Point localization data
- Opening Delimiter -
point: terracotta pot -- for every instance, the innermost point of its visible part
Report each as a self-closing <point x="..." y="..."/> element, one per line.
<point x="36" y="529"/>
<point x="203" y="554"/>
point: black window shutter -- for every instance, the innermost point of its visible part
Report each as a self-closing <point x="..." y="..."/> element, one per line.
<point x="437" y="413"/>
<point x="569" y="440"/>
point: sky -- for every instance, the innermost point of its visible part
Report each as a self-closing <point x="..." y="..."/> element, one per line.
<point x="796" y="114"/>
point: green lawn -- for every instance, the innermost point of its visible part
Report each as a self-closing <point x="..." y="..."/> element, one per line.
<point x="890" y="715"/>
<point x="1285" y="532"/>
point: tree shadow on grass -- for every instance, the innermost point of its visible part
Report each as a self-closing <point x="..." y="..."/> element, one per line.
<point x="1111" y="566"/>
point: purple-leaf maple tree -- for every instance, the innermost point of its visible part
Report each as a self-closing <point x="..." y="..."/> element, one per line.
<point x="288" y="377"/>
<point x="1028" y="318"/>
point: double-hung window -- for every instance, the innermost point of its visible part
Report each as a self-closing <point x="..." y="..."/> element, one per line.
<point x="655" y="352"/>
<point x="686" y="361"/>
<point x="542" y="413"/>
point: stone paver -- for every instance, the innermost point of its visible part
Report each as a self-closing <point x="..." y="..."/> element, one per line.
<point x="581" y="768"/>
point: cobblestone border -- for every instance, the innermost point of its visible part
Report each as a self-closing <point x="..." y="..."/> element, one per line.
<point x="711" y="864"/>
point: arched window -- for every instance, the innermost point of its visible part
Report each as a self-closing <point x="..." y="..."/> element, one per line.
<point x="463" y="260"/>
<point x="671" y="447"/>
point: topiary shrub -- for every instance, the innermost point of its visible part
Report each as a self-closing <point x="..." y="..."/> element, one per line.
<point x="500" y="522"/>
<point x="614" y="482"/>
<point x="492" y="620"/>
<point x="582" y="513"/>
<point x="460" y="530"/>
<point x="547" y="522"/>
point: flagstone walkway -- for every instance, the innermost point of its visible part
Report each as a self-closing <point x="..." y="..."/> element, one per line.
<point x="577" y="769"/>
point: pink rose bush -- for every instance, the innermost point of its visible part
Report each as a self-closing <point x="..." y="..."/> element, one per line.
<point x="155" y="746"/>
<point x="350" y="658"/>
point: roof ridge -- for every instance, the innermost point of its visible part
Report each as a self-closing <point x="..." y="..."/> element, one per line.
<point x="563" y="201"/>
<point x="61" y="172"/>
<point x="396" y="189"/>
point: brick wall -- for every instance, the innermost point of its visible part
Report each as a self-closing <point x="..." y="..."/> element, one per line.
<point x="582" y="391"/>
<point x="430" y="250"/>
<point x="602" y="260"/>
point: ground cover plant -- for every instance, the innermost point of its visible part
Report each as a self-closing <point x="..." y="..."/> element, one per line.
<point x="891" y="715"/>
- Closing Delimiter -
What this task involves:
Say only the number of lines of the data above in which the string "tree" occurs.

Response:
2